++++ Data for this exercise

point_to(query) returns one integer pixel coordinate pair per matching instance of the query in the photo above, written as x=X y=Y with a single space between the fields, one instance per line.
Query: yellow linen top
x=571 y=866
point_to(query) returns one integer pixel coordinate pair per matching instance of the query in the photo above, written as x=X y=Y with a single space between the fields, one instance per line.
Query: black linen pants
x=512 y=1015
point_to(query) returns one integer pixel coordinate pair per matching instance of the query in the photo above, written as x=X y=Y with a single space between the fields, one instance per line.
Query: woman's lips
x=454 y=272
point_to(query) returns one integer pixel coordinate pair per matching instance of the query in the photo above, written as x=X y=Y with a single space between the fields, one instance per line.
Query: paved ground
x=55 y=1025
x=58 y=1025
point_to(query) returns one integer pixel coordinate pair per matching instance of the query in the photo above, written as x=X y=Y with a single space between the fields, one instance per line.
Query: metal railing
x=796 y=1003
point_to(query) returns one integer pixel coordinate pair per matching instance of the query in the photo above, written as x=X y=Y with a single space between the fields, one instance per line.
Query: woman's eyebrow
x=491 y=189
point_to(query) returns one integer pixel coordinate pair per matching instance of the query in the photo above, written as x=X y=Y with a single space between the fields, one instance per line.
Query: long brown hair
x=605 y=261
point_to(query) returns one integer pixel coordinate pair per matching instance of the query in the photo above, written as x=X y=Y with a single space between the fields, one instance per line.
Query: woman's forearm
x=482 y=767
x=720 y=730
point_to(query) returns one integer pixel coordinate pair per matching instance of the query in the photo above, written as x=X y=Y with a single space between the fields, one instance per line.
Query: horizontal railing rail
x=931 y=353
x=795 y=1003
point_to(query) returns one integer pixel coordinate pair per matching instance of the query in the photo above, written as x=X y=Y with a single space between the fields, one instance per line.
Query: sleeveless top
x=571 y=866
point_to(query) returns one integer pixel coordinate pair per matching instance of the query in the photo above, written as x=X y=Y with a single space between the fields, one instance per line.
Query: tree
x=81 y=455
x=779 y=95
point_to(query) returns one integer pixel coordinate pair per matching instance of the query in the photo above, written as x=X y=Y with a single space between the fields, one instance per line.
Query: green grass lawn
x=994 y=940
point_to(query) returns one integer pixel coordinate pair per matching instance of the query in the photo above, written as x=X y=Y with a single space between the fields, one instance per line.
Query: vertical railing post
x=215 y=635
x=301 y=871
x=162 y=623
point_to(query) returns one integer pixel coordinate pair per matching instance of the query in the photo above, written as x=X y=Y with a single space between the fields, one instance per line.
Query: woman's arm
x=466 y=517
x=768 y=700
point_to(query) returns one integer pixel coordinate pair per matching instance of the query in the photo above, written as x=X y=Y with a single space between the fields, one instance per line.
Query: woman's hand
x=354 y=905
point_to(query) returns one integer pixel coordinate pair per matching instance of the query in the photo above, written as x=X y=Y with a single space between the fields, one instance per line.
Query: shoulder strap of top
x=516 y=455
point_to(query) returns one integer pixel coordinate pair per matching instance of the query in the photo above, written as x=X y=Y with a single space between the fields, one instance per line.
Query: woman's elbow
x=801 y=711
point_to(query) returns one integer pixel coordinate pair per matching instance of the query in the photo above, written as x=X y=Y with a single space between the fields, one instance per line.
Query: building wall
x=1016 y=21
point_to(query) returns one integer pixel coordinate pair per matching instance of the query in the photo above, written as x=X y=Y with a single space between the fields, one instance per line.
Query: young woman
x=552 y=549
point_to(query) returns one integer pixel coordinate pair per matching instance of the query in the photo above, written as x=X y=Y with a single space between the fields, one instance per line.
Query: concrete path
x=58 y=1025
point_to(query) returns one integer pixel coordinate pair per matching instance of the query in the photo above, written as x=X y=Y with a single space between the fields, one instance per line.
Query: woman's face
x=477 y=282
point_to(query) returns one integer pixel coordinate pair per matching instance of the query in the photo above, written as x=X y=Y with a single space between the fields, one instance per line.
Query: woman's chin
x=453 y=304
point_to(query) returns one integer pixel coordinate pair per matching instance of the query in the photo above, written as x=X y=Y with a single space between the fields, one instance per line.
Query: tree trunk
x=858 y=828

++++++++

What is needed: The full listing must be retyped exactly as it stands.

Task result:
point_to(query) returns one integer pixel coordinate pair per matching instance of the query in the photo above, written as x=X y=Y with a single space between the fields, one instance per line.
Query: yellow linen top
x=571 y=866
point_to(query) returns one integer pixel coordinate pair per matching instance of the query in the photo above, written as x=X y=Y with a single space between the fields, one instance per line.
Query: black linen pants
x=512 y=1015
point_to(query) returns one integer pixel coordinate pair per matching instance of the query in the photo above, written as x=X y=Y with a single space between the fields, one instance per line.
Query: woman's lips
x=454 y=272
point_to(query) returns one integer pixel coordinate pair per matching instance of the query in the photo above, written as x=X y=Y with a single space between the fields, one instance per line.
Query: paved ground
x=55 y=1025
x=58 y=1025
point_to(query) returns one integer pixel coordinate pair per matching instance of the query in the photo above, written as x=X y=Y with a single space between the fields, one instance per line.
Query: metal railing
x=796 y=1003
point_to(query) returns one integer pixel coordinate pair per matching instance of the query in the photo above, written as x=X y=Y with a single space between the fields, one instance per line.
Query: woman's eyebrow
x=491 y=189
point_to(query) returns one integer pixel coordinate pair per matching instance of the query in the photo above, written as x=X y=Y with a single space between the fields, one instance per line.
Query: long brown hair
x=605 y=261
point_to(query) returns one integer pixel coordinate pair per matching instance of the query in the photo above, written as x=X y=Y with a single space between the fields, one instance per line.
Query: woman's forearm
x=482 y=767
x=720 y=730
point_to(query) returns one integer pixel coordinate pair per matching instance of the query in the photo above, written as x=X y=Y with a single space between the fields, one instance per line.
Query: horizontal railing rail
x=931 y=353
x=795 y=1003
point_to(query) returns one integer pixel coordinate pair per matching instance of the query in the photo above, written as x=X y=Y with a single space between the fields, one instance per line.
Query: sleeveless top
x=571 y=866
point_to(query) returns one integer pixel coordinate pair per matching instance of the query in the photo above, written as x=X y=Y with a single space between the fields, one instance per line.
Query: tree
x=81 y=455
x=779 y=95
point_to(query) returns one integer pixel coordinate pair per matching instance of the query in the photo above, written as x=X y=Y with a single space between the fields, one instance per line.
Query: green grass lawn
x=994 y=940
point_to(query) returns one integer pixel coordinate pair per matching instance of the query in the photo above, written as x=X y=Y with a single space between the fields, one instance per line.
Query: vertical railing post
x=215 y=635
x=301 y=871
x=162 y=623
point_to(query) returns one integer pixel coordinate pair per matching instance of the query in the photo above, written as x=X y=Y with a single space between the fields, one instance per line.
Query: woman's arm
x=466 y=517
x=768 y=700
point_to(query) returns one integer pixel coordinate pair per matching instance of the query in the photo above, written as x=X y=Y with a single space between the fields, one instance per line.
Query: woman's hand
x=354 y=905
point_to(query) returns one integer pixel coordinate pair per matching instance of the query in the photo above, written as x=X y=Y with a single space between the fields, one instance per line.
Query: shoulder strap of top
x=516 y=455
point_to(query) returns one integer pixel coordinate pair per matching instance of the query in the photo above, written as x=X y=Y with a single space between the fields, one instance per line.
Query: woman's elbow
x=801 y=711
point_to(query) returns one integer pixel coordinate pair per matching instance of the query in the photo above, written as x=X y=Y with a single space between the fields, one instance per line.
Query: building wall
x=1016 y=21
point_to(query) returns one integer pixel coordinate pair per matching instance of the query in the photo above, written as x=X y=Y with a single space between the fields, one instance per line.
Query: young woman
x=552 y=549
point_to(query) returns one integer pixel coordinate pair per matching instance of the query in the photo above, written as x=X y=Y with a single space between the fields, one instance per line.
Query: concrete path
x=58 y=1025
point_to(query) returns one integer pixel coordinate pair per matching instance of the query in the photo above, written as x=X y=Y with a single space between the fields, one instance per line.
Query: woman's face
x=477 y=282
point_to(query) returns one integer pixel coordinate pair per matching instance of the query in the photo above, written as x=X y=Y with a single space between the fields, one instance per line.
Query: woman's chin
x=453 y=304
point_to(query) returns one integer pixel coordinate pair per matching instance of the query in the photo above, written as x=X y=Y with a single space between the fields, one instance per line.
Query: tree trunk
x=858 y=828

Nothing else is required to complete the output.